EXERCISE BRIEF:
Would you please output only the lines from the one containing "white ceiling vent." through the end of the entries below, exactly as written?
↓
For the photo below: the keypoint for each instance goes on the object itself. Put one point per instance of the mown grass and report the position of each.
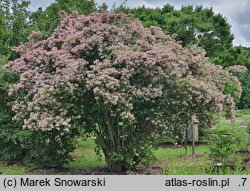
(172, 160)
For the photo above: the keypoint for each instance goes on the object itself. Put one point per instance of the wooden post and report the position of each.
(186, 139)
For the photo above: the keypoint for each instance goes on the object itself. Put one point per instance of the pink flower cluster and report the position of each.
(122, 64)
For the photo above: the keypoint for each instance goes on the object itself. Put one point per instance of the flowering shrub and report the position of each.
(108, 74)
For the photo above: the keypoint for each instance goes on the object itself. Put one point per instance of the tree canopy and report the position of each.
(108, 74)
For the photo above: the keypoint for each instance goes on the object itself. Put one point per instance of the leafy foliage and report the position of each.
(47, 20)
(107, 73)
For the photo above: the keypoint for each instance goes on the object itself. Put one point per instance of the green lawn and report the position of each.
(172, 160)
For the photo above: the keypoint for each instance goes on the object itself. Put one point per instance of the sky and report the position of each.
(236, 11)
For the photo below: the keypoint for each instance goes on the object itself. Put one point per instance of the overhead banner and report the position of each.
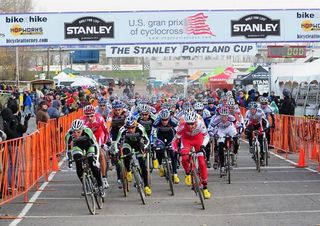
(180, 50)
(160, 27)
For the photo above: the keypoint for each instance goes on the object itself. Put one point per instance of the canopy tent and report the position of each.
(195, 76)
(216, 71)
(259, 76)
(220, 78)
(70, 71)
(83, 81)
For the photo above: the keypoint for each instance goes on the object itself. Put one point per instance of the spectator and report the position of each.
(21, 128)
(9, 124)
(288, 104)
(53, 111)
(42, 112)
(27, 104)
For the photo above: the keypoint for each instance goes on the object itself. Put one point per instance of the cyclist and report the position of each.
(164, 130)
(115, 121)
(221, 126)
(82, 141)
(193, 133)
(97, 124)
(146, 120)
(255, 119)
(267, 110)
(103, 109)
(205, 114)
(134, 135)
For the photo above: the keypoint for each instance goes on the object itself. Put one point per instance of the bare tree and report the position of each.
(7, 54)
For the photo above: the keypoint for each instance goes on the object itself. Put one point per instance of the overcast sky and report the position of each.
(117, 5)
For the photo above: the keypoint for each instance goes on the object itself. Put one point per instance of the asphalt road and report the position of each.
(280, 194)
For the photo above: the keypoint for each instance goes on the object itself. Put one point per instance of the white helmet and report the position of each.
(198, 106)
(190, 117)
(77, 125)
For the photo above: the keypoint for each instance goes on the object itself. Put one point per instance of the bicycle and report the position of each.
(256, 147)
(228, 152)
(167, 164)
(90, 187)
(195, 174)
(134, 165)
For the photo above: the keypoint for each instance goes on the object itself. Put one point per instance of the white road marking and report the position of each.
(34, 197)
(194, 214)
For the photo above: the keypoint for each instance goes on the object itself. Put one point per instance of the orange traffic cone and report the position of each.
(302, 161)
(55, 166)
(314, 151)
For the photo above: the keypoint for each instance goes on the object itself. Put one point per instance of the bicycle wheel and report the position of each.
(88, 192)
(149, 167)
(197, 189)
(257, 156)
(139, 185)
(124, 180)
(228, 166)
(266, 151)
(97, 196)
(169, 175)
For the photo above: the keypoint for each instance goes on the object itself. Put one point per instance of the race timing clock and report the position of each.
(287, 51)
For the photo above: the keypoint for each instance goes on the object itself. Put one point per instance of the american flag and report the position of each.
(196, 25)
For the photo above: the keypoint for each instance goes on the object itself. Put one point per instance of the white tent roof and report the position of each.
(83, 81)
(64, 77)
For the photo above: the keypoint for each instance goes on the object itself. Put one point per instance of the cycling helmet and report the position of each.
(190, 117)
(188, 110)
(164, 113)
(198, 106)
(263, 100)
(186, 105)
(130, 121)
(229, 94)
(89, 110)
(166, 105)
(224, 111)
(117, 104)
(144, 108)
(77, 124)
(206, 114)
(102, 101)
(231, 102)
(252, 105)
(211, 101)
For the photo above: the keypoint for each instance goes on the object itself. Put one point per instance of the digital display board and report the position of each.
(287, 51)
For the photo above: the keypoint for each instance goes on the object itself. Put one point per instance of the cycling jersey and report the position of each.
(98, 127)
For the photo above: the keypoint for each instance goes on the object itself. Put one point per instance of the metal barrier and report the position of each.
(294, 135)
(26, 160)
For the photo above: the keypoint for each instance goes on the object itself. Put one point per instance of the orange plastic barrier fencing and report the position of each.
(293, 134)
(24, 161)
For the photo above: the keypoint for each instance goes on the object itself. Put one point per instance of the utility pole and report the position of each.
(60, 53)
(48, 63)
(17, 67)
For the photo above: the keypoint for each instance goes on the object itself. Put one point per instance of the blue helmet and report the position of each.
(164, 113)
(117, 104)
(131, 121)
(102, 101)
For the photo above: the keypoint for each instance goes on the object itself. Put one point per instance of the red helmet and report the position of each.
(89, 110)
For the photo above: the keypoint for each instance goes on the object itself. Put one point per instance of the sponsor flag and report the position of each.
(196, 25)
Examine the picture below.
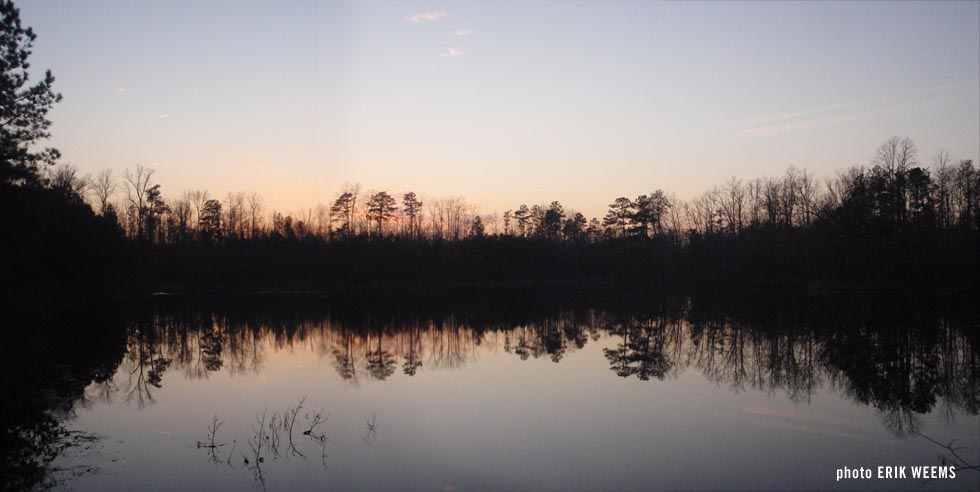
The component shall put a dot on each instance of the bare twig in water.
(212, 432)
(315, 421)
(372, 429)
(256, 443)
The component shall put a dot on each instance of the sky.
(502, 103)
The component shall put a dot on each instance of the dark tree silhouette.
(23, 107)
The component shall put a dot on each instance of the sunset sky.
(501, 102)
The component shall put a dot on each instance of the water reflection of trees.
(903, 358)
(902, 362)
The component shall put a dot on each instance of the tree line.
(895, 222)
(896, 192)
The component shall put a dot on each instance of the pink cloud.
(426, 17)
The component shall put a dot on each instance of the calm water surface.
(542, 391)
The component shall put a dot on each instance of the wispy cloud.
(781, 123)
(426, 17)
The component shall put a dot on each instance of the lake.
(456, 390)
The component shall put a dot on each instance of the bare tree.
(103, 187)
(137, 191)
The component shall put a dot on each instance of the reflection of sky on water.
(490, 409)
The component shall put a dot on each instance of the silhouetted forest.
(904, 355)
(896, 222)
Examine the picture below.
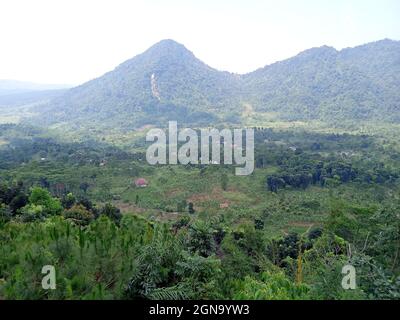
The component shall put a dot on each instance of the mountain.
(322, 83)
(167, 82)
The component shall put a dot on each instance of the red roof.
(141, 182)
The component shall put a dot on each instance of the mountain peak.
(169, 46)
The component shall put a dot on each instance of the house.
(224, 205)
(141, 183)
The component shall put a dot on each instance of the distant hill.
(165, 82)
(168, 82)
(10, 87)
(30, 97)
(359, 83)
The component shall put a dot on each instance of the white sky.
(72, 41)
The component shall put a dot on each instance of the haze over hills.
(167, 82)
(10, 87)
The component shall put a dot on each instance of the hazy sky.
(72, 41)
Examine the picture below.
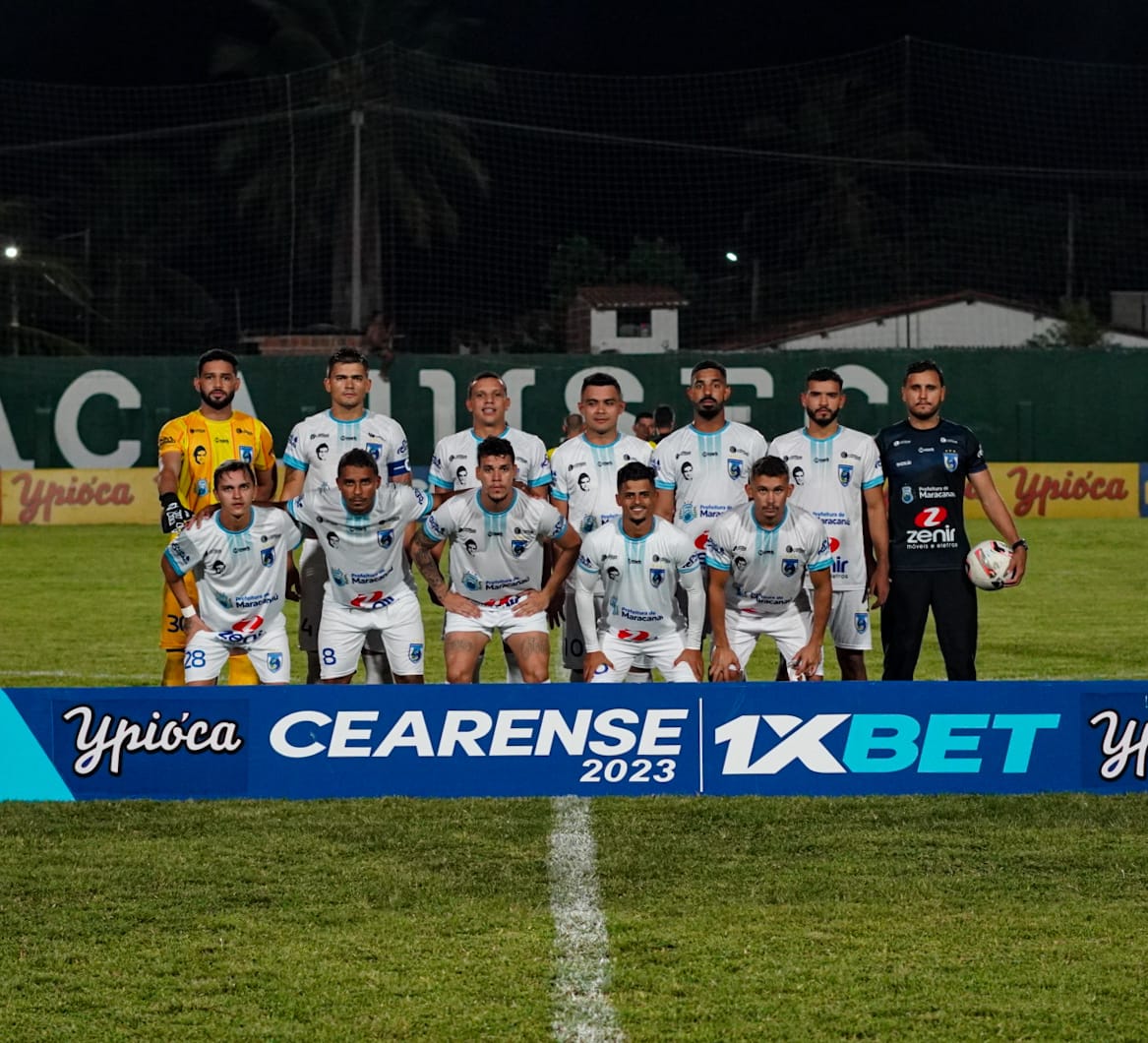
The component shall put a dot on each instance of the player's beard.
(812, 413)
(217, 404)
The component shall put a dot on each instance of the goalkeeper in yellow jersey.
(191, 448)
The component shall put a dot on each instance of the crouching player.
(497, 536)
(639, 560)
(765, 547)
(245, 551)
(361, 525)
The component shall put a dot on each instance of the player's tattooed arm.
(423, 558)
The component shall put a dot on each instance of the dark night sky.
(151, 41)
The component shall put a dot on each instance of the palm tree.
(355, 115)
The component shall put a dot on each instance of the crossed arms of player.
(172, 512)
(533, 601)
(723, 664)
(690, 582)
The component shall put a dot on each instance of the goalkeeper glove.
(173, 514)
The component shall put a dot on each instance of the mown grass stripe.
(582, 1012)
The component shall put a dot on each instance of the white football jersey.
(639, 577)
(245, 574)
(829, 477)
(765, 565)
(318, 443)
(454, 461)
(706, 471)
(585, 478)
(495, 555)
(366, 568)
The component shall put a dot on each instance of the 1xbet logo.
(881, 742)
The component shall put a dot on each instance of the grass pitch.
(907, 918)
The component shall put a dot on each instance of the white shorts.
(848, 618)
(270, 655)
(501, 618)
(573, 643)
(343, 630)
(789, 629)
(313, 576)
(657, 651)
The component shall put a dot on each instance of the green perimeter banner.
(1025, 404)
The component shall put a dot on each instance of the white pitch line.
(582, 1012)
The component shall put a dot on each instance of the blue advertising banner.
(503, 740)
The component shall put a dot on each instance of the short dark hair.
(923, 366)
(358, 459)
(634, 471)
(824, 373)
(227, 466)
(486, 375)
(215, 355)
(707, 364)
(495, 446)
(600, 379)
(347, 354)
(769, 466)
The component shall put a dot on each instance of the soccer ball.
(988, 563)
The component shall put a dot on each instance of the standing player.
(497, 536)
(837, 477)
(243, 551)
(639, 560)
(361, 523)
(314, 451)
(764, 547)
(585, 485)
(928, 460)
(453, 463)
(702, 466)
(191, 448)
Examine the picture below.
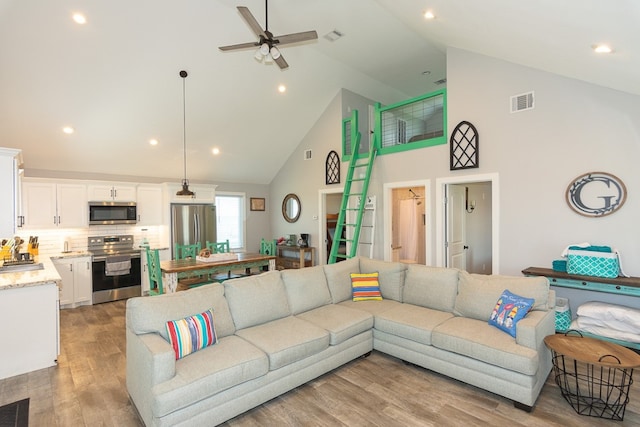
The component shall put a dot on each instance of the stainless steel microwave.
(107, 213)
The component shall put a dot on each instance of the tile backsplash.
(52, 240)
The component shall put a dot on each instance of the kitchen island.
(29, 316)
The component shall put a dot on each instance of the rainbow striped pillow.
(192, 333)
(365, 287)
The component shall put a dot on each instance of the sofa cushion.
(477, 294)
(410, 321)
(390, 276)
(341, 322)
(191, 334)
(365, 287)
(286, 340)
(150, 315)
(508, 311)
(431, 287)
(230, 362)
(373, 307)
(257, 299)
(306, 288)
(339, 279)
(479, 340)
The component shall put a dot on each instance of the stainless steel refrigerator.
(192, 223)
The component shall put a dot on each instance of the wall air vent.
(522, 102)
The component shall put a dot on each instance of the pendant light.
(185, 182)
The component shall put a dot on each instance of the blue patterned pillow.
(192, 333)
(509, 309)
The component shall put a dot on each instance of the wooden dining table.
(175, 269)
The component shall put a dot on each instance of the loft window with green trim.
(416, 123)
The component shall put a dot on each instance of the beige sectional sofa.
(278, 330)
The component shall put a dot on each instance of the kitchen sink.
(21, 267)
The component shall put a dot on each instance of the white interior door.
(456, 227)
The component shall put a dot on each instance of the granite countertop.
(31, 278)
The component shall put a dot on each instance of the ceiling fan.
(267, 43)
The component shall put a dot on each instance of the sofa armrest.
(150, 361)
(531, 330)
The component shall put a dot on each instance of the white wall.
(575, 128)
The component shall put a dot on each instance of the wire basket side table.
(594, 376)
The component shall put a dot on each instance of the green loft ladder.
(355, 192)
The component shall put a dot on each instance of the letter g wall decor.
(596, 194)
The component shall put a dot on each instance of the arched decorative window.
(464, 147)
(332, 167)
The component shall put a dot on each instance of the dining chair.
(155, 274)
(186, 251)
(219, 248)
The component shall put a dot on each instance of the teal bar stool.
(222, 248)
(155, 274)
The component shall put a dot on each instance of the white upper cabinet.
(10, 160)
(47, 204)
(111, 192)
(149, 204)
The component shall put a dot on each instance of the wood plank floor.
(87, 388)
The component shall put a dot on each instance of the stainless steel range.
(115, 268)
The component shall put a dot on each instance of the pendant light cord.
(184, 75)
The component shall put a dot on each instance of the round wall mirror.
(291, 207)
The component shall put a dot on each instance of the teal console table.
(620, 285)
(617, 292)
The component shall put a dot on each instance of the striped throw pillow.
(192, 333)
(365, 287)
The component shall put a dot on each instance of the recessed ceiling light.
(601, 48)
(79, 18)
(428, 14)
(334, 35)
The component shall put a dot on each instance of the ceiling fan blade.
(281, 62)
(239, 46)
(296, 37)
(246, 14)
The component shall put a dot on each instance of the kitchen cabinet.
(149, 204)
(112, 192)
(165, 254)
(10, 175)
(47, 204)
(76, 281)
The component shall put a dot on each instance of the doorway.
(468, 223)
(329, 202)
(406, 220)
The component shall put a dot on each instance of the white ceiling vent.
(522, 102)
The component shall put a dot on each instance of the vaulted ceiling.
↑
COMPLETED EXERCISE:
The component shall put a dot on each instance of the white ceiling vent.
(522, 102)
The component shall put a dot on each instance of the vaulted ceiling.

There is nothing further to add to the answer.